[Material start]

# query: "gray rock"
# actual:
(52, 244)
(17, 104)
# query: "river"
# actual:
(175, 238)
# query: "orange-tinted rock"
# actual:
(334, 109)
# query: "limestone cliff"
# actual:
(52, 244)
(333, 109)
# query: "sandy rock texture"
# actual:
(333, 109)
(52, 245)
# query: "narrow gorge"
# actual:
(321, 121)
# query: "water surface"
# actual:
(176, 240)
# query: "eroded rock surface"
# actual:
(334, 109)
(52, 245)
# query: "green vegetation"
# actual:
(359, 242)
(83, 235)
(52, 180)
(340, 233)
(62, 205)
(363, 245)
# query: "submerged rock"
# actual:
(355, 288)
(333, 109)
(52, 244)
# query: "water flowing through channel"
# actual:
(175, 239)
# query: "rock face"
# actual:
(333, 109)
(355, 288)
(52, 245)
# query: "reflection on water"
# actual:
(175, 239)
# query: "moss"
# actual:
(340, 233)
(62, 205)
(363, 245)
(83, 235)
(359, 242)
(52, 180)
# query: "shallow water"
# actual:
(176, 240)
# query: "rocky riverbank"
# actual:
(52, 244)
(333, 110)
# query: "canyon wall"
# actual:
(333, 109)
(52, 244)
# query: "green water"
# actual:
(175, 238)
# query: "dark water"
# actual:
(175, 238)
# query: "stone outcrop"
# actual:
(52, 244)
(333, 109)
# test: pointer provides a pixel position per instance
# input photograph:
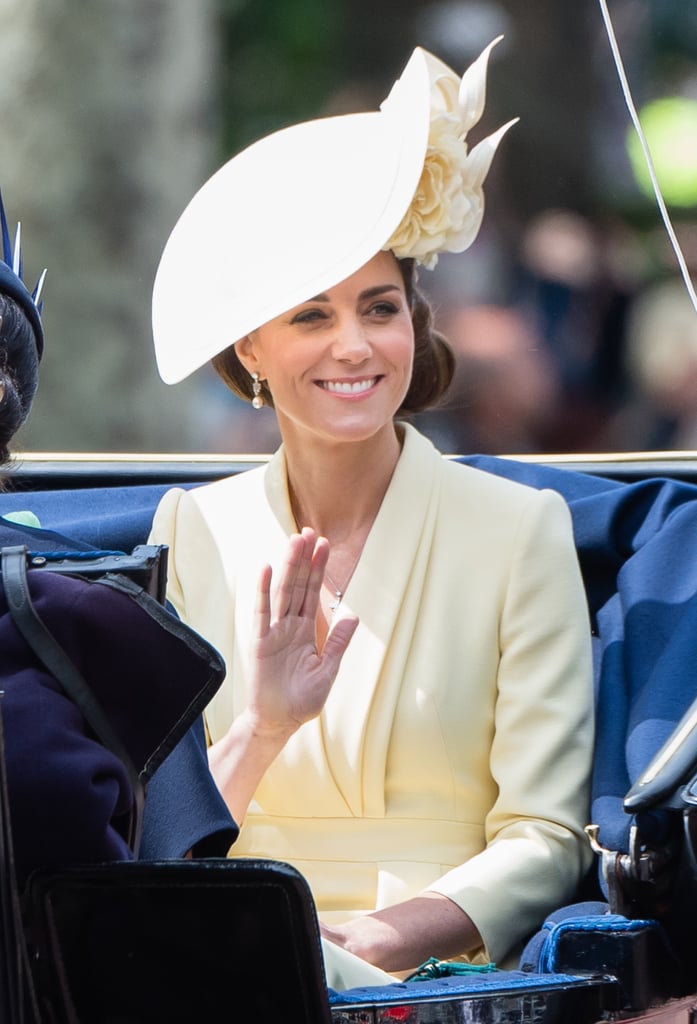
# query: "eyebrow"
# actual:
(369, 293)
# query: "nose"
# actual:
(351, 343)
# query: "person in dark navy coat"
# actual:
(71, 798)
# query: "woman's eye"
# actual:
(383, 308)
(308, 316)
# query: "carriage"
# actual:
(216, 939)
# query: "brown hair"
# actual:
(433, 357)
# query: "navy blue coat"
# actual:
(70, 797)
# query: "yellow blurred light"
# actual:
(670, 128)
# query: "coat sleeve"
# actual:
(541, 753)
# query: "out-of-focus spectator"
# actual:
(575, 287)
(505, 391)
(661, 363)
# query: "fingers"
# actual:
(263, 605)
(301, 577)
(338, 640)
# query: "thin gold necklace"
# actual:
(339, 591)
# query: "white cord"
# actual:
(647, 154)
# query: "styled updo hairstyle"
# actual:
(18, 371)
(433, 358)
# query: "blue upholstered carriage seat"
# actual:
(638, 550)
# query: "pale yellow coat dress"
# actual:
(453, 752)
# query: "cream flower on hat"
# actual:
(305, 207)
(447, 208)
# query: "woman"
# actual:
(433, 793)
(71, 796)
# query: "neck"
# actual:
(338, 488)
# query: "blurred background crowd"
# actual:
(572, 329)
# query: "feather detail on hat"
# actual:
(446, 211)
(305, 207)
(11, 283)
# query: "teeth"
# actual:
(348, 387)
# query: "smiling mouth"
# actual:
(348, 387)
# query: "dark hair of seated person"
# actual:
(18, 372)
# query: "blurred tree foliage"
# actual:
(115, 112)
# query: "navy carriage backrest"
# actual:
(637, 545)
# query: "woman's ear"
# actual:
(247, 354)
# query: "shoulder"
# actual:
(181, 509)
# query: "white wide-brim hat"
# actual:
(290, 217)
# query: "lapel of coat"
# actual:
(352, 735)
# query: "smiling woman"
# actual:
(406, 640)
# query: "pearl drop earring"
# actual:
(257, 400)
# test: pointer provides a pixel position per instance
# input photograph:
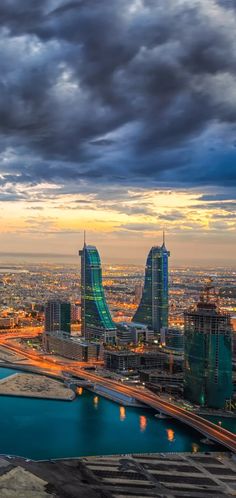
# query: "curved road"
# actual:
(205, 427)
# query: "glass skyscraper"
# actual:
(207, 356)
(96, 319)
(153, 308)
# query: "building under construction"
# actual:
(208, 353)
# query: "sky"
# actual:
(118, 117)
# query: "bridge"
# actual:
(208, 429)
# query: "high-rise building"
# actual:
(96, 320)
(153, 307)
(138, 292)
(57, 316)
(207, 354)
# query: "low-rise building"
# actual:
(61, 344)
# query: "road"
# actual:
(205, 427)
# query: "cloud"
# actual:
(117, 93)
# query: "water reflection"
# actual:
(122, 413)
(142, 423)
(170, 435)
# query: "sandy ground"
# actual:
(36, 386)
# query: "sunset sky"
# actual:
(118, 117)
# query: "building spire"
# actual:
(163, 238)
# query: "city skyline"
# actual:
(119, 119)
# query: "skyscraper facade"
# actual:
(153, 308)
(96, 319)
(207, 356)
(58, 316)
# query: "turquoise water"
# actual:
(90, 425)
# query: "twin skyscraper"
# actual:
(96, 320)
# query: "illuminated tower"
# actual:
(96, 321)
(153, 308)
(207, 354)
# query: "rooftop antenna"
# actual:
(163, 236)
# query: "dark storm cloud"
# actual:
(112, 92)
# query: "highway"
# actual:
(205, 427)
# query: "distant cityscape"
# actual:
(173, 331)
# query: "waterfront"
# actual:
(90, 425)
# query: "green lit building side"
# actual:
(208, 356)
(153, 308)
(95, 314)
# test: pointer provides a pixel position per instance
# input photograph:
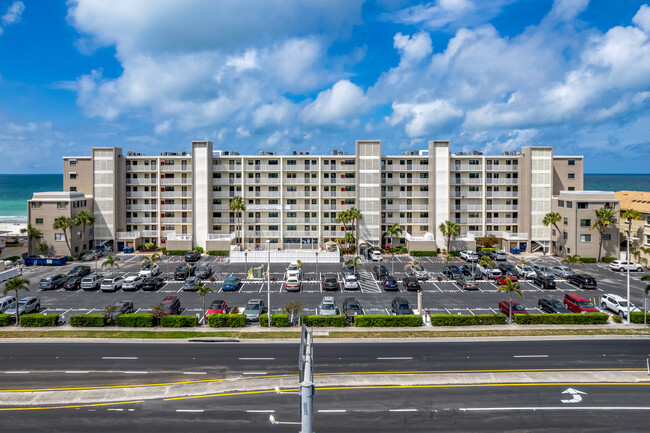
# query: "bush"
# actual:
(457, 320)
(227, 320)
(386, 320)
(562, 319)
(5, 320)
(318, 321)
(87, 320)
(135, 320)
(277, 320)
(177, 321)
(39, 320)
(423, 253)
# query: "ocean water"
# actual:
(16, 189)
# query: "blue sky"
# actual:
(283, 75)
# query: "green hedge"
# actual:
(458, 320)
(562, 319)
(87, 320)
(318, 321)
(277, 320)
(423, 253)
(5, 320)
(39, 320)
(386, 320)
(227, 320)
(178, 321)
(135, 320)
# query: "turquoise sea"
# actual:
(16, 189)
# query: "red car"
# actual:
(516, 308)
(501, 279)
(217, 307)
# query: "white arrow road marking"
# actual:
(577, 398)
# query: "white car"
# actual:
(350, 283)
(617, 304)
(149, 271)
(624, 265)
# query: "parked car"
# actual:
(172, 305)
(517, 308)
(192, 256)
(79, 271)
(112, 284)
(380, 272)
(218, 306)
(292, 284)
(189, 285)
(390, 283)
(254, 309)
(330, 282)
(544, 282)
(231, 284)
(132, 283)
(467, 282)
(183, 271)
(617, 304)
(562, 271)
(149, 270)
(411, 283)
(624, 265)
(72, 283)
(400, 307)
(92, 281)
(350, 282)
(552, 306)
(451, 272)
(54, 281)
(152, 283)
(579, 304)
(203, 272)
(583, 281)
(351, 308)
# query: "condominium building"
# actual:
(182, 199)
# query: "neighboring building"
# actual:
(45, 207)
(180, 200)
(578, 216)
(640, 202)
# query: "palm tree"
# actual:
(112, 262)
(605, 216)
(551, 219)
(84, 218)
(510, 287)
(32, 233)
(238, 206)
(202, 291)
(449, 229)
(16, 284)
(64, 223)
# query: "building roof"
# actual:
(637, 200)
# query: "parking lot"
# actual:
(439, 294)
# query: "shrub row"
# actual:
(227, 320)
(135, 320)
(319, 321)
(177, 321)
(562, 319)
(456, 320)
(385, 320)
(87, 320)
(37, 319)
(277, 320)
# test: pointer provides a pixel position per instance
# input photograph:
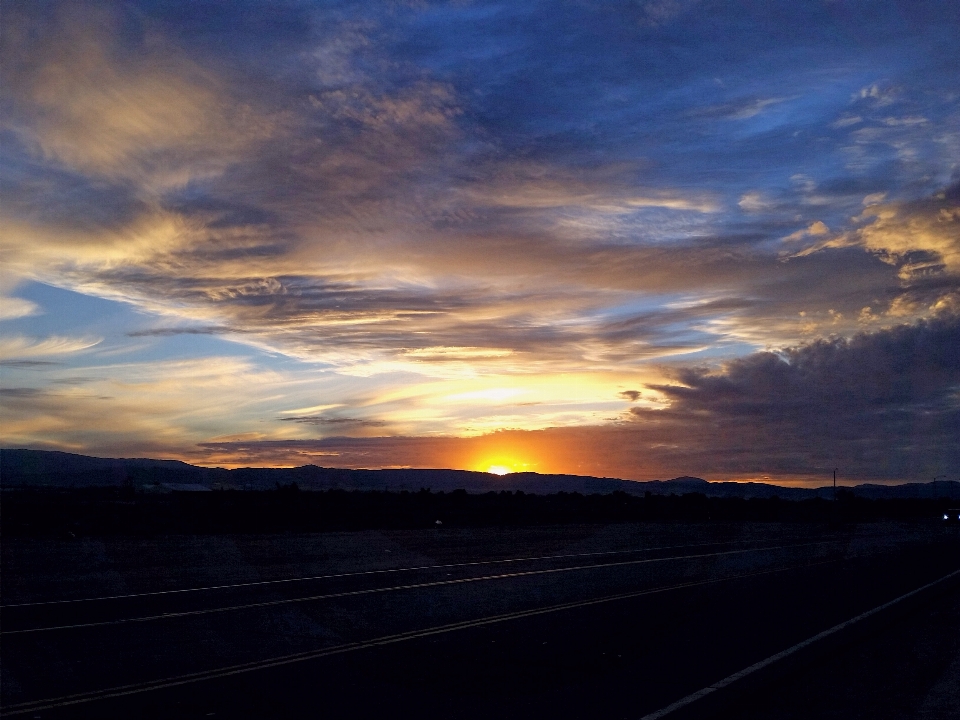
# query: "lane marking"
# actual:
(730, 679)
(395, 588)
(368, 572)
(135, 688)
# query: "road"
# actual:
(613, 627)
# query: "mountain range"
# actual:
(40, 468)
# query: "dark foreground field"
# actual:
(576, 620)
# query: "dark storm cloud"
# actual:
(878, 406)
(334, 421)
(884, 404)
(523, 188)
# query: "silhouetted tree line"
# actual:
(98, 511)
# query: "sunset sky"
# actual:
(633, 239)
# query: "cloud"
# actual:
(97, 106)
(880, 405)
(20, 346)
(12, 308)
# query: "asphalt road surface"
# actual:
(564, 622)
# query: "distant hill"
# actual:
(38, 468)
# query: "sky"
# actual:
(628, 239)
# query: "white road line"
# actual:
(363, 573)
(395, 588)
(731, 679)
(134, 688)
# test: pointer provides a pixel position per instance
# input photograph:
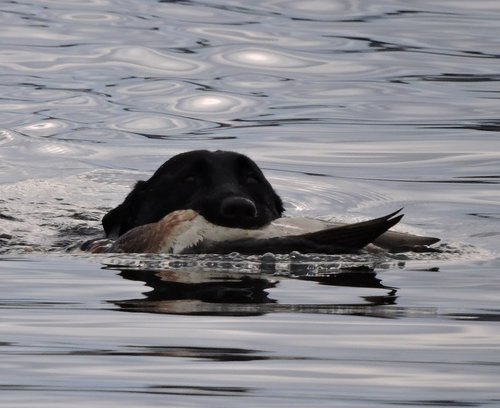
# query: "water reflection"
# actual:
(214, 287)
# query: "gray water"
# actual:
(353, 109)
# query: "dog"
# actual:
(227, 188)
(221, 202)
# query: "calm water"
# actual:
(353, 109)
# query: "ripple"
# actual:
(267, 58)
(148, 88)
(155, 124)
(209, 103)
(94, 17)
(44, 128)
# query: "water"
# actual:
(353, 109)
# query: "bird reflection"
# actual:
(197, 290)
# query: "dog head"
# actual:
(227, 188)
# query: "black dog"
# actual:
(226, 188)
(229, 190)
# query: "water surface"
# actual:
(353, 109)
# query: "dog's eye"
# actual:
(189, 179)
(251, 179)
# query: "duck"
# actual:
(188, 232)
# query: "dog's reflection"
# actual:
(213, 292)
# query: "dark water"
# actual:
(353, 109)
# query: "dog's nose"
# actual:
(238, 207)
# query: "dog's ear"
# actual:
(279, 204)
(121, 218)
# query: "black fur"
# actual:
(226, 188)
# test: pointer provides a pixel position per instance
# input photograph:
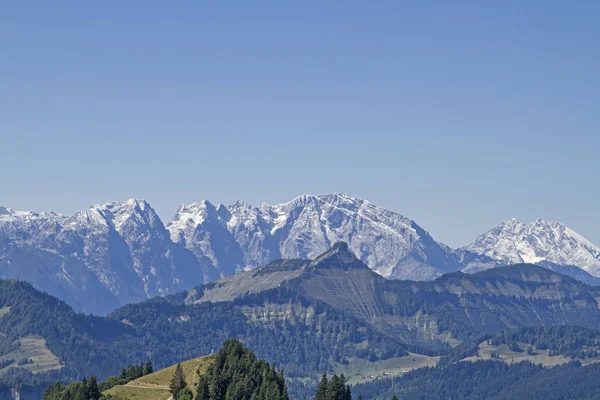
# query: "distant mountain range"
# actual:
(119, 253)
(306, 316)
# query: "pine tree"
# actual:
(202, 392)
(178, 382)
(93, 391)
(149, 368)
(321, 393)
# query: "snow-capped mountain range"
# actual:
(117, 253)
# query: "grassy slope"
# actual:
(156, 386)
(360, 371)
(539, 357)
(32, 348)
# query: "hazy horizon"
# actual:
(458, 116)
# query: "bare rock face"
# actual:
(98, 259)
(539, 242)
(117, 253)
(392, 245)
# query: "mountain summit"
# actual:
(514, 242)
(240, 236)
(121, 252)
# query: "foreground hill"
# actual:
(118, 253)
(328, 314)
(155, 386)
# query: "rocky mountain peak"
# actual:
(6, 211)
(514, 242)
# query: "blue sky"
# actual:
(456, 114)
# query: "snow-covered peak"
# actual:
(514, 242)
(6, 211)
(307, 226)
(193, 214)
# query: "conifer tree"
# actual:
(178, 382)
(322, 388)
(93, 391)
(149, 368)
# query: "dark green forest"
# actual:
(489, 380)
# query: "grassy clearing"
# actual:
(156, 386)
(139, 393)
(359, 371)
(508, 356)
(32, 348)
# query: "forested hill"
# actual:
(489, 380)
(305, 316)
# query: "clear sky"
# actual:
(458, 114)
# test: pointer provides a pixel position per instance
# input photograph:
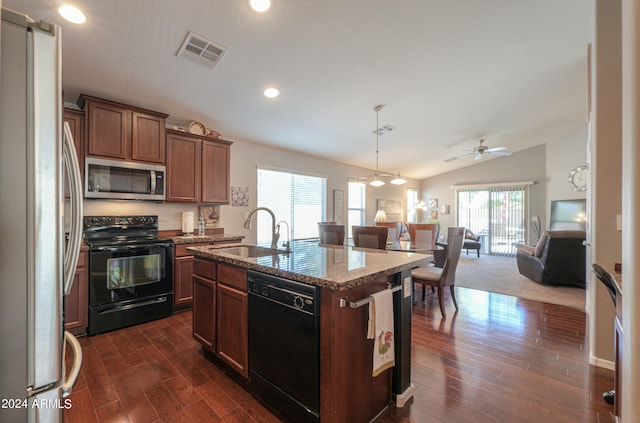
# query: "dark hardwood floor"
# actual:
(499, 359)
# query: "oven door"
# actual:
(122, 273)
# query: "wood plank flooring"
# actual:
(499, 359)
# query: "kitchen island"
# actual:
(341, 276)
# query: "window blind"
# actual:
(296, 198)
(498, 214)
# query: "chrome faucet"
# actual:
(274, 234)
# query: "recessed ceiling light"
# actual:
(271, 92)
(72, 14)
(260, 5)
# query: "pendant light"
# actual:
(377, 182)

[Material end]

*Requirement:*
Pick out every line in the listing that contains the string "blue", matching case exactly.

*Output of the task:*
# query: "navy blue coat"
# query: "blue upholstered carriage seat"
# query: "blue sky"
# query: "blue sky"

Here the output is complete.